> [What you have to do]: Could you rewrite the rows, starting with the line containing "of the beer" and going on through the line containing "pixel 130 895", swapping every "wooden table" for "wooden bench" and leaving everything else unchanged?

--- Begin ---

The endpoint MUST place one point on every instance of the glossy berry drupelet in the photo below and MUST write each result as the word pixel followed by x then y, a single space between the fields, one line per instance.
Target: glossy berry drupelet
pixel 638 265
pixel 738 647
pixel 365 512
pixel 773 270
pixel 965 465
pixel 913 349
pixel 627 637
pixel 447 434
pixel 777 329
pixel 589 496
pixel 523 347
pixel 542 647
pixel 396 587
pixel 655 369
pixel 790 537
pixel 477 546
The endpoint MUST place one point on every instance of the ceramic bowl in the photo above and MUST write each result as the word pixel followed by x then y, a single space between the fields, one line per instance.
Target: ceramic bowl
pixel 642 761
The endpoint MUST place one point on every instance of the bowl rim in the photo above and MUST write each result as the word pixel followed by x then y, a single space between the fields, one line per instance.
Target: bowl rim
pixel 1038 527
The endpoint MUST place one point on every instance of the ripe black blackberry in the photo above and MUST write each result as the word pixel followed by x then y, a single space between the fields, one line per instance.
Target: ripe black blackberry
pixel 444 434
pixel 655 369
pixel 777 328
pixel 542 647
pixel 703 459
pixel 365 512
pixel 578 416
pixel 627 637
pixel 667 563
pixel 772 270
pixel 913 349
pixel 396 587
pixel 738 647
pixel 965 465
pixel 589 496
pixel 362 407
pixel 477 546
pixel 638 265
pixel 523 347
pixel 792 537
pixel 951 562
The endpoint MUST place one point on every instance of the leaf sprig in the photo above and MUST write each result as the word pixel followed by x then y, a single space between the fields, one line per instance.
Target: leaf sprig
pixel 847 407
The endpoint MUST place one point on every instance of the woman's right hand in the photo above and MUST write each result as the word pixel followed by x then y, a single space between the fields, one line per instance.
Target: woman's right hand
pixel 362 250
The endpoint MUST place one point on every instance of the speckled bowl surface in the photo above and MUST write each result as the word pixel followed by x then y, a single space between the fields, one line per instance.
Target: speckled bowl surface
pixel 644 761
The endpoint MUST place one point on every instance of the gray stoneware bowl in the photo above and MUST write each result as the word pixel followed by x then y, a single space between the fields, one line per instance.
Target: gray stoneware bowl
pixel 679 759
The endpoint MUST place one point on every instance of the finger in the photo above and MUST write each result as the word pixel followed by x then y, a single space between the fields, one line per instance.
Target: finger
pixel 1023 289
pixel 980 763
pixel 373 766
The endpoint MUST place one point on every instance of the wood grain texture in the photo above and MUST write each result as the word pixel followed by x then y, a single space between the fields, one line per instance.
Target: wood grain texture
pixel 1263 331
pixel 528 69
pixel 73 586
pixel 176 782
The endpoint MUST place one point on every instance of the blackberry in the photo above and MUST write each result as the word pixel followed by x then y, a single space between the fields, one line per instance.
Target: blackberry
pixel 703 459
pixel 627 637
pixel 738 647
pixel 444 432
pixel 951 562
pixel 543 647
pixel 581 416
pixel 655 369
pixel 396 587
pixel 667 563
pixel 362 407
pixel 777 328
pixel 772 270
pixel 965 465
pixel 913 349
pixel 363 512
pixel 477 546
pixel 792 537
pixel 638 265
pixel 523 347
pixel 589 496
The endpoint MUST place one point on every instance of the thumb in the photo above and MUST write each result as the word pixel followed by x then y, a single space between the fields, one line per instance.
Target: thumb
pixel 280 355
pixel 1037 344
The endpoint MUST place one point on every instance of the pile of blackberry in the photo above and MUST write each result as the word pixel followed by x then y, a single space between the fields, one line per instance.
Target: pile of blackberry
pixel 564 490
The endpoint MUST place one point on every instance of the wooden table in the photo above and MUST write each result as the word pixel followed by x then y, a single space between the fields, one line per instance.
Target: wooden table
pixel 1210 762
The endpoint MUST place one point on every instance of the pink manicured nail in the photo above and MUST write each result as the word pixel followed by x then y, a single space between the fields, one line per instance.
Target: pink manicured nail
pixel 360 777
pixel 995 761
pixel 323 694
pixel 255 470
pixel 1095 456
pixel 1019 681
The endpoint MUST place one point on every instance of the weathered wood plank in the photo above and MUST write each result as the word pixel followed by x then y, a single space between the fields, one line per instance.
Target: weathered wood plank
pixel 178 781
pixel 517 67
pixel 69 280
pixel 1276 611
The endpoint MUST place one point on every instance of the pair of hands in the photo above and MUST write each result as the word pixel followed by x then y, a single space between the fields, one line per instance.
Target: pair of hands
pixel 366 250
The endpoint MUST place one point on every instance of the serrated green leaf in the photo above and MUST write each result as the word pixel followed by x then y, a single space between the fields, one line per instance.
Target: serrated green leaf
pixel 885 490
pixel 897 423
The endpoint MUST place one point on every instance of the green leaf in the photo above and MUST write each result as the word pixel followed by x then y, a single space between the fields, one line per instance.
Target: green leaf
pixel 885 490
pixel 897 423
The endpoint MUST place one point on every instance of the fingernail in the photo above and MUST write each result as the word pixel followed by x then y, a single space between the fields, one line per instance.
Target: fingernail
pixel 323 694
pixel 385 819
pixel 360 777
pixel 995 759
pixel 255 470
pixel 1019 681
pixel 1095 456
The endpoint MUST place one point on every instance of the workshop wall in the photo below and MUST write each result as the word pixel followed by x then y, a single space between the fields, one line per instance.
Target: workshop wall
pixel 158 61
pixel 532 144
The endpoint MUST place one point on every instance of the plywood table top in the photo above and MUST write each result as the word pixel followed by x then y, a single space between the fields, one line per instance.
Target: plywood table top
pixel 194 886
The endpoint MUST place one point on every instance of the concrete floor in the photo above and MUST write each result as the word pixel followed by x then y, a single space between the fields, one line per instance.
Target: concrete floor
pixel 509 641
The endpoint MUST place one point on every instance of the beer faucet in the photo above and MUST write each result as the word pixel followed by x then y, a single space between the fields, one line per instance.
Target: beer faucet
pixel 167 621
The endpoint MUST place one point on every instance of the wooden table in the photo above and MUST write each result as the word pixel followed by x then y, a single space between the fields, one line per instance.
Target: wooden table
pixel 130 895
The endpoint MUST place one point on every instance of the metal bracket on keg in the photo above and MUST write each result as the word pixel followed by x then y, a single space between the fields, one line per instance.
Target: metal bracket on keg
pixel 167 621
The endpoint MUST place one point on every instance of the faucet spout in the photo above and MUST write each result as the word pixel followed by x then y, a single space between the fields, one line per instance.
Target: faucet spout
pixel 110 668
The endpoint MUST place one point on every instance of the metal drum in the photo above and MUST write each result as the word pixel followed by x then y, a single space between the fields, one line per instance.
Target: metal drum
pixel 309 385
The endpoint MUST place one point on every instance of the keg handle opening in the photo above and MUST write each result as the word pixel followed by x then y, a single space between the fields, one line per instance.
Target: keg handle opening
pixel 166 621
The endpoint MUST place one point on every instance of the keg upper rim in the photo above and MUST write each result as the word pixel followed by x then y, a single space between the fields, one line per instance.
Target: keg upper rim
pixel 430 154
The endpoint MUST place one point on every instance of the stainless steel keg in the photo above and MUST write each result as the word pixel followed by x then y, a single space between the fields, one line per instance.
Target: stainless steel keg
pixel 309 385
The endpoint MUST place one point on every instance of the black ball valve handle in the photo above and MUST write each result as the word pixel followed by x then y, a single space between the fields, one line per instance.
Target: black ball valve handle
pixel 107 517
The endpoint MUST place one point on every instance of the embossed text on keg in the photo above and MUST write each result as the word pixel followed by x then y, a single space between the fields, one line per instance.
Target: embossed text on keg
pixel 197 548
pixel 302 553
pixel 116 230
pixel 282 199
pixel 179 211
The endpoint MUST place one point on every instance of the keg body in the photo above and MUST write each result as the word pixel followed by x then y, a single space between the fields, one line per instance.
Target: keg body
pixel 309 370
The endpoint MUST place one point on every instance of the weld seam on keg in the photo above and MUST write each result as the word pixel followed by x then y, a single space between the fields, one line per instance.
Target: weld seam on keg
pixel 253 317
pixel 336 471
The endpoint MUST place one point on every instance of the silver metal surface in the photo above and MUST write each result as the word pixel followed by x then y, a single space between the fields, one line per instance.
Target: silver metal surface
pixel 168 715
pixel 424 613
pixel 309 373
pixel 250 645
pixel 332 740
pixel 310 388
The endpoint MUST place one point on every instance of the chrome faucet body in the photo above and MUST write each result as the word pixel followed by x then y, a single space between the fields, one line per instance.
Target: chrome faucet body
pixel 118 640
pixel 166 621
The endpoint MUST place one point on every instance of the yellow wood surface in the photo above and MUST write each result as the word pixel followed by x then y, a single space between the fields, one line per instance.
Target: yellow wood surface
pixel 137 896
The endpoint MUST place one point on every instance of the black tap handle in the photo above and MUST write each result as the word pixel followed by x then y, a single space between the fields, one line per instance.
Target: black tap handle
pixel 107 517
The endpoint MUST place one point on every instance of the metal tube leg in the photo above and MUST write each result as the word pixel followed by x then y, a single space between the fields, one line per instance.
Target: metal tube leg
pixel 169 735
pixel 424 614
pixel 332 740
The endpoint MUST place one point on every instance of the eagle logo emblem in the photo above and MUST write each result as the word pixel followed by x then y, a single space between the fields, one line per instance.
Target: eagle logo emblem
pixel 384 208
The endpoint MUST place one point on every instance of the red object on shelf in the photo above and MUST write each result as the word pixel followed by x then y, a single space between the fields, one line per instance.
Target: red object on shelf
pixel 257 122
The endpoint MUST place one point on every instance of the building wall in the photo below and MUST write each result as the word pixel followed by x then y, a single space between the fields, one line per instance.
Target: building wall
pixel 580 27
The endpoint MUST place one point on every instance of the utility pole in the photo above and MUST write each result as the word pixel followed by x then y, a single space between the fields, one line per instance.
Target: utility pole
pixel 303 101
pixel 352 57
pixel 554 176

--- End ---

> [Solution below]:
The endpoint MUST place one point on every instance of the beer faucet in the photo above and MUST write each result as the word pixel followed by x then y, a single space between the fields, one line per instance.
Target: beer faucet
pixel 167 621
The endpoint MUST place one point on every instance of the wooden bench in the photo above and MUST write each result as the word pixel followed by x then y, a single space between the fields, one line per instance.
Target: wooden bench
pixel 130 895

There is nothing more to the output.